Selected excerpt:
Ex vivo assessment of whole blood from individuals with JAK1 variants reveals cell type–specific GoF in STAT phosphorylation. (a) Baseline pSTAT1, 3, 5, and 6 levels in manually gated cells from unstimulated whole blood from individuals with JAK1 variants. Each row represents an individual run with the number of HCs for each run labeled. Manually gated cell types for each run are labeled by column. Cells marked with an X indicate no cells were captured for that run. Results are depicted as log₂-transformed fold-change in mean signal intensity (MSI) versus the mean signal intensity of HCs from the same run. Number of HCs for each patient are as follows: P3 n = 3; P7 n = 4; P9 n = 2; P13 n = 4; P15 n = 4. (b) Baseline pSTAT1, 3, 5, and 6 levels in manually gated cells from P14. Results depicted as log₂-transformed fold change in mean signal intensity (MSI) compared with the average of (HCs from the same run). Each row represents an individual run with HC (n = 4). (c) Multiplex Luminex assay on plasma from individuals with JAK1 variants (n = 8) and HCs (n = 11). Results are expressed as the log₁₀-transformed raw values (pg/ml). All results depicted are from a single run. Gray boxes represent mean ± SD, whiskers represent minimum to maximum range of HCs. For panels a and b: CM = central memory; EM = effector memory; TEMRA = T effector memory CD45RA⁺; NKT = natural killer T cell; NK = natural killer, DC = dendritic cells. (d–h) Canonical pSTAT levels in stimulated whole blood from individuals with JAK1 variants. Cytokine concentrations as follows: IFN-α2b (P3 = 100 IU/ml; all other patients = 1,000 IU/ml), IFN-λ2, IL-2, IL4, or IL-6 (P3 = 10 ng/ml; all other patients = 100 ng/ml). Each row represents an individual run. Manually gated cell types for each run are labeled by column. Cells marked with an X indicate no cells were captured for that run. Results expressed as log₂-transformed fold-change in mean signal intensity versus mean signal intensity of stimulated HCs from the same run (n = 1 HC per run).

Record extracts:

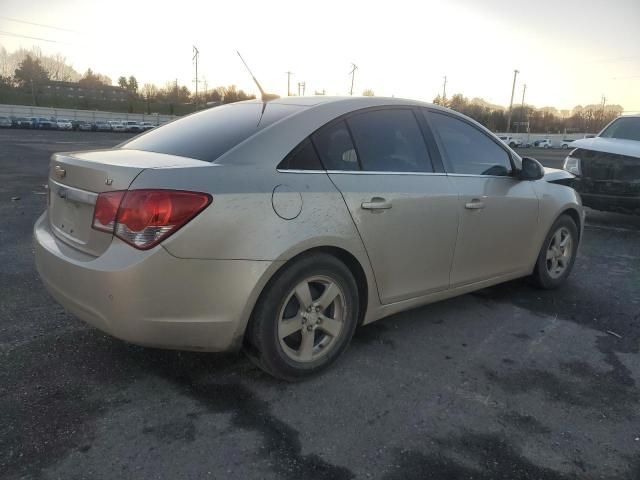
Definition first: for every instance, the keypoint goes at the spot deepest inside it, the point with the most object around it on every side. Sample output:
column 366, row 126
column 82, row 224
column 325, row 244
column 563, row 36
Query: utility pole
column 353, row 74
column 513, row 90
column 524, row 89
column 196, row 54
column 444, row 91
column 288, row 83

Work instructions:
- 1) How would you translate this sentence from the JAK1 figure legend into Spanish: "All results depicted are from a single run."?
- 2) Do these statements agree with the JAK1 figure legend? For each, answer yes or no and quote the deciding words.
(a) In panel a, P9 was compared with two healthy controls.
(b) P3's whole blood was stimulated with IFN-α2b at 1,000 IU/ml.
(c) The Luminex assay used plasma from 11 individuals with JAK1 variants.

Outputs in order:
- 1) Todos los resultados mostrados provienen de una sola corrida.

- 2)
(a) Yes: "P9 n = 2"
(b) No: "IFN-α2b (P3 = 100 IU/ml; all other patients = 1,000 IU/ml)"
(c) No: "plasma from individuals with JAK1 variants (n = 8) and HCs (n = 11)"